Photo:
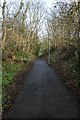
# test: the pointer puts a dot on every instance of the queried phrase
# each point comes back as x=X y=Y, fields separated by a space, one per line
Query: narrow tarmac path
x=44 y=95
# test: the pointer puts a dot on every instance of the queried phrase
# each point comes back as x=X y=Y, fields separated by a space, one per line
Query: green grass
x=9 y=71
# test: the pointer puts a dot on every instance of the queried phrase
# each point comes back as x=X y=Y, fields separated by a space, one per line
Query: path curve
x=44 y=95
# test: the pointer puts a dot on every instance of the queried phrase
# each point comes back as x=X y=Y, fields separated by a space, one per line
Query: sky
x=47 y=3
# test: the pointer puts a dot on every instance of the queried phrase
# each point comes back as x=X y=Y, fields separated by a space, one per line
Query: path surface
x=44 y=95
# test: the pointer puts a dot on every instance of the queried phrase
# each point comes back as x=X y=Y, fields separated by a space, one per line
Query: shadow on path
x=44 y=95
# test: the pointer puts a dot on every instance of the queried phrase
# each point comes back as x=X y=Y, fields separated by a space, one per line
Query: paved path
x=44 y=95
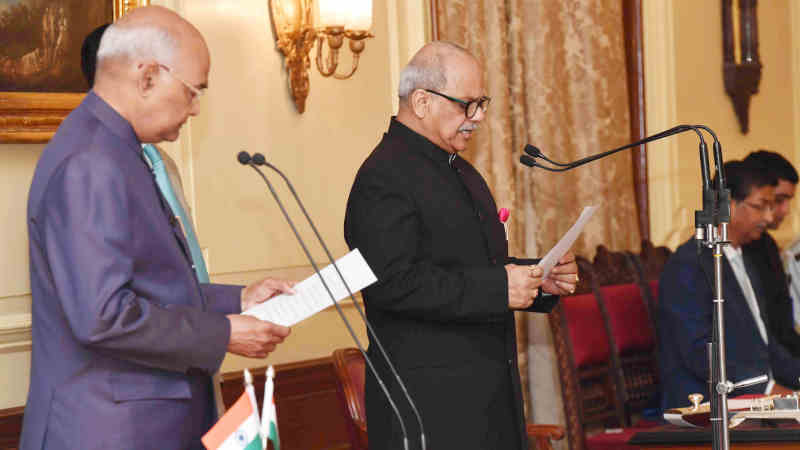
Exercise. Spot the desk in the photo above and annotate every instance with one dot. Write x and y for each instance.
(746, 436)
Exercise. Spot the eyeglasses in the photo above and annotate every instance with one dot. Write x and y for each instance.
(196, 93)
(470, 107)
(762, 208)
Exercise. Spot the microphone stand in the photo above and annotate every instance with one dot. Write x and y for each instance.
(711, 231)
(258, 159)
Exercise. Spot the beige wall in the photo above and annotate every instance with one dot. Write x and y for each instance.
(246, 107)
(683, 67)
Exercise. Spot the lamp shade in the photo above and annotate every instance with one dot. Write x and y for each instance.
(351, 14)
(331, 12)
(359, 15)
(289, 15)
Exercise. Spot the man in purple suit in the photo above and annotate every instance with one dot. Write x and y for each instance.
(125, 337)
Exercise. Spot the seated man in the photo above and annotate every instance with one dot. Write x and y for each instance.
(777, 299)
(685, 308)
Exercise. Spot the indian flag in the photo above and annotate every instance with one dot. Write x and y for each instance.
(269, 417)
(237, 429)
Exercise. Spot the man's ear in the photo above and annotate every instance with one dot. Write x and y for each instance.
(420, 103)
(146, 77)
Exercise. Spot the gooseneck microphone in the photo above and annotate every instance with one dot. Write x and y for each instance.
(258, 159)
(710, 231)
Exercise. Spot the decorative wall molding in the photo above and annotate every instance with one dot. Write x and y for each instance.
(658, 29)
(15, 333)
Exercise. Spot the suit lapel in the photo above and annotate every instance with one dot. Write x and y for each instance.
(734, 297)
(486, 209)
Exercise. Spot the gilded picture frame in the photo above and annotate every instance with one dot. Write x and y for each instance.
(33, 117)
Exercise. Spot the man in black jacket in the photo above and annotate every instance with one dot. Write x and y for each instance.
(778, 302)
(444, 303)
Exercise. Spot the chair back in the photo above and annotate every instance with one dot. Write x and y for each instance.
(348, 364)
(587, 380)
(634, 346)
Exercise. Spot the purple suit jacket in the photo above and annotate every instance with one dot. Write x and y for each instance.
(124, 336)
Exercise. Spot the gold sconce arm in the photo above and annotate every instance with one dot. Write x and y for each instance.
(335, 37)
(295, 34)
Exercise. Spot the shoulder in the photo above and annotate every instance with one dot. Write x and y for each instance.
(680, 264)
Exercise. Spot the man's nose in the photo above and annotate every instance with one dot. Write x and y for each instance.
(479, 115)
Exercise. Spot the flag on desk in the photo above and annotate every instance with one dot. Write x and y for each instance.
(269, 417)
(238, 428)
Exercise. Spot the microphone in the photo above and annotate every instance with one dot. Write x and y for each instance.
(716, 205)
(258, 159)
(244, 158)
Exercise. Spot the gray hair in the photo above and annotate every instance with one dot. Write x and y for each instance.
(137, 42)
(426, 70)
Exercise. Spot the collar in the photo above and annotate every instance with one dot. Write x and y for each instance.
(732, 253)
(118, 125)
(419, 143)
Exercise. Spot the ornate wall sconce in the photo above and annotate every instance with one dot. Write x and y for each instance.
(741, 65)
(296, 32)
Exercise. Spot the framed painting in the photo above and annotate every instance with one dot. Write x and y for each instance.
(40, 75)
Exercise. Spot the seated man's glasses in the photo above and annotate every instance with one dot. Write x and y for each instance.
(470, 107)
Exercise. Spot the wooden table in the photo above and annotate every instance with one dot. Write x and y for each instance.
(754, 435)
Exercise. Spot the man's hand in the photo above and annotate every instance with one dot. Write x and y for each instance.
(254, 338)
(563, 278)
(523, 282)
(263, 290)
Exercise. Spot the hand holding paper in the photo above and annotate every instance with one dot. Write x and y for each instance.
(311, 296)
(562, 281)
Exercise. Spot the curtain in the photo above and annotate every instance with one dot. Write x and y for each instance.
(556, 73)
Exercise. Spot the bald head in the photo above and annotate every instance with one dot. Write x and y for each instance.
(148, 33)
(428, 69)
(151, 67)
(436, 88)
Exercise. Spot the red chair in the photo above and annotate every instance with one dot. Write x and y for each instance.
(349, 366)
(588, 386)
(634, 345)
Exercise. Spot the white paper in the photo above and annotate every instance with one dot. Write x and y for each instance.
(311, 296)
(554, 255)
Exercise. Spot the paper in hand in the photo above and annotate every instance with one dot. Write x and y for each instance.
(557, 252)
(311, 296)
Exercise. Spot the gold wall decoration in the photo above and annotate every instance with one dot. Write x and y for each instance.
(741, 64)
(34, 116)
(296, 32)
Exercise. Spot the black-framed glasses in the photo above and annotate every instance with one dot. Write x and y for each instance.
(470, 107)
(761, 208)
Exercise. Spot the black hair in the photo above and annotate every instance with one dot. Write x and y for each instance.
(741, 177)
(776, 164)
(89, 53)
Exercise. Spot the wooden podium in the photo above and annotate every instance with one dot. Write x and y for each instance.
____
TASK REQUIREMENTS.
Restate the records above exactly, less any pictures.

TASK RESPONSE.
Photo:
# test: the pointer puts a dot on every instance of the queried phrase
# each point comes back as x=X y=Y, fields separated by a space, one per line
Query: narrow tarmac path
x=44 y=95
# test: the pointer puts a dot on every instance of the queried phrase
# each point comes back as x=X y=Y, fields separated by a space, one per line
Query: green grass
x=9 y=71
# test: the pointer puts a dot on every instance of the queried phrase
# each point comes back as x=X y=Y, fields separated by a space, one per line
Query: path curve
x=44 y=95
# test: the pointer puts a dot on every instance of the queried phrase
# each point comes back as x=X y=Y, fields separated by a space, one per line
Query: sky
x=47 y=3
# test: the pointer puts a dot on every instance of the queried phrase
# each point comes back as x=X y=Y, fields separated by a space, one per line
Query: path surface
x=44 y=95
# test: the pointer puts a dot on every instance of the queried phrase
# each point comes back as x=X y=Y, fields separated by a space, one per line
Query: shadow on path
x=44 y=95
# test: the pointer puts a dot on every instance of the queried phrase
# each point comes back as x=X y=Y, fields separated by a space, one per line
Query: paved path
x=44 y=95
Exercise. Spot the desk in the photo above and annotate every instance with one dot. Write x and y for each instance.
(746, 436)
Exercise. Spot the eyeglasses in the photo above and annotate every instance with one dot. Write x and y for each instance.
(196, 93)
(470, 107)
(762, 208)
Exercise. Spot the microphone stand in the photo above and annotate every instance with one dot. Write x and y for each instance.
(711, 231)
(258, 159)
Exercise. Spot the beige wall in the photo above and annotate every instance with one dot. Write x and y for each instance.
(246, 107)
(683, 67)
Exercise. Spot the lamp shade in the photo above and annotate every instance with one dot. Write x and y for each instance.
(351, 14)
(331, 12)
(359, 15)
(289, 15)
Exercise. Spot the man in purple suit in the photo above and annotate every instance with one dot. Write x and y for each instance.
(125, 337)
Exercise. Spot the seated man in the photo above and annotate every instance with one dot. Write x and y for each instance.
(777, 299)
(685, 308)
Exercise. Spot the indian flag in the photo above and annotate every instance with one dot. Write x and y for each instance.
(269, 417)
(237, 429)
Exercise. Spot the man's ear in the photo above and annotate every instance with one dot. Write x and y for each instance.
(420, 103)
(146, 77)
Exercise. Spot the gooseneck microphone in the photo above and annotate every instance with one dot. Write x and y for each instance.
(258, 159)
(710, 231)
Exercise. Spot the decorative wall molding in the photo above and annotate every instance with one dot. Write x and y for each instance.
(658, 29)
(15, 333)
Exercise. Spot the suit lapel in the photo above and annotate every instance with one dot. Write x and y for each instance.
(734, 297)
(486, 209)
Exercise. Spot the gilded picture frame in the photo above and annotate every instance with one dot. Write x and y for each instance.
(33, 117)
Exercise. Spot the man in black jacket in the photo above and annotate every instance with one dot. Write x and y for each instance.
(778, 302)
(444, 303)
Exercise. Spot the chair back in the photo above and annotate every instance with one dot. Write x and y for each instance.
(348, 364)
(587, 380)
(634, 346)
Exercise. Spot the purple suit jacket in the photo above and annotate every instance with one dot. Write x and y for each instance.
(124, 336)
Exercise. Spot the gold sconce arm in the photo above and annotate every instance with one dot. Write x and y for each instance.
(335, 37)
(295, 34)
Exercise. Spot the shoulder in the photo above and annotate every instance with one dot. Write x and y for each instance.
(680, 264)
Exercise. Spot the man's nose in the photo above and annotate every instance with one dot. Write x and y for each instance.
(479, 115)
Exercise. Spot the flag on desk in the photo above and annotate every instance with one dot. Write x and y for each instance.
(269, 417)
(238, 428)
Exercise. Spot the microphone in the photo above and annotate every instance with one dot. Write x and y for each instance.
(716, 205)
(258, 159)
(244, 158)
Exercise. Spot the gray hair in the photo above and annotate every instance with one dot. Write x and y for each instance.
(137, 42)
(426, 70)
Exercise. Spot the collar in the photo above and annotate every instance with one dot. Write x and y for each instance.
(732, 253)
(118, 125)
(419, 143)
Exercise. Spot the ornate wall sconce in the photo above and annotate every instance with one dot. Write x and y for each instance.
(741, 65)
(296, 32)
Exercise. Spot the framed painting in the photo above and annotate every instance with one dot. Write x and y for each instance.
(40, 75)
Exercise. Spot the seated man's glasses in the photo above and annotate every instance with one dot. Write x and y for each instance.
(470, 107)
Exercise. Spot the wooden table in the photo above and annotate every instance with one dot. Write x and y for each instance.
(754, 435)
Exercise. Spot the man's hand in the photo above and annotate every instance with one dot. Write x and y for each instance.
(254, 338)
(563, 278)
(523, 282)
(263, 290)
Exercise. Spot the hand holding paper in the photo above and annotate every instance with one dot. Write x and y for each instance.
(311, 296)
(562, 281)
Exercise. Spot the curtain in the photo above and annotate every instance with one dot. Write x and y for each instance.
(556, 73)
Exercise. Spot the bald head in the photo above and annotate every instance with one dot. Write x and y for each instance.
(148, 33)
(428, 69)
(151, 67)
(436, 88)
Exercise. Spot the red chair in the photo above and annotate every instance with one dot. Write x and y for each instance.
(349, 366)
(588, 386)
(634, 345)
Exercise. Spot the white paper in the photo above and annotate every instance with one dot. Write x and y for each instance.
(311, 296)
(554, 255)
Exercise. Spot the paper in hand in the photo above and annotate every instance with one dot. Write x and y for each instance.
(557, 252)
(311, 296)
Exercise. Spot the gold wall decoration in the photo above and annotate every instance with one dot. Write x and y for each instance.
(741, 64)
(34, 116)
(296, 32)
Exercise. Spot the black-framed glasses in the photo above and annotate every instance with one dot. Write x and y for each instance.
(470, 107)
(761, 208)
Exercise. Spot the black hair in the photo above and annotate every instance with one dot. Write x and y for each instance.
(741, 177)
(776, 164)
(89, 53)
Exercise. Spot the wooden podium in the photo above and annotate every instance with one dot. Write x and y for each instance.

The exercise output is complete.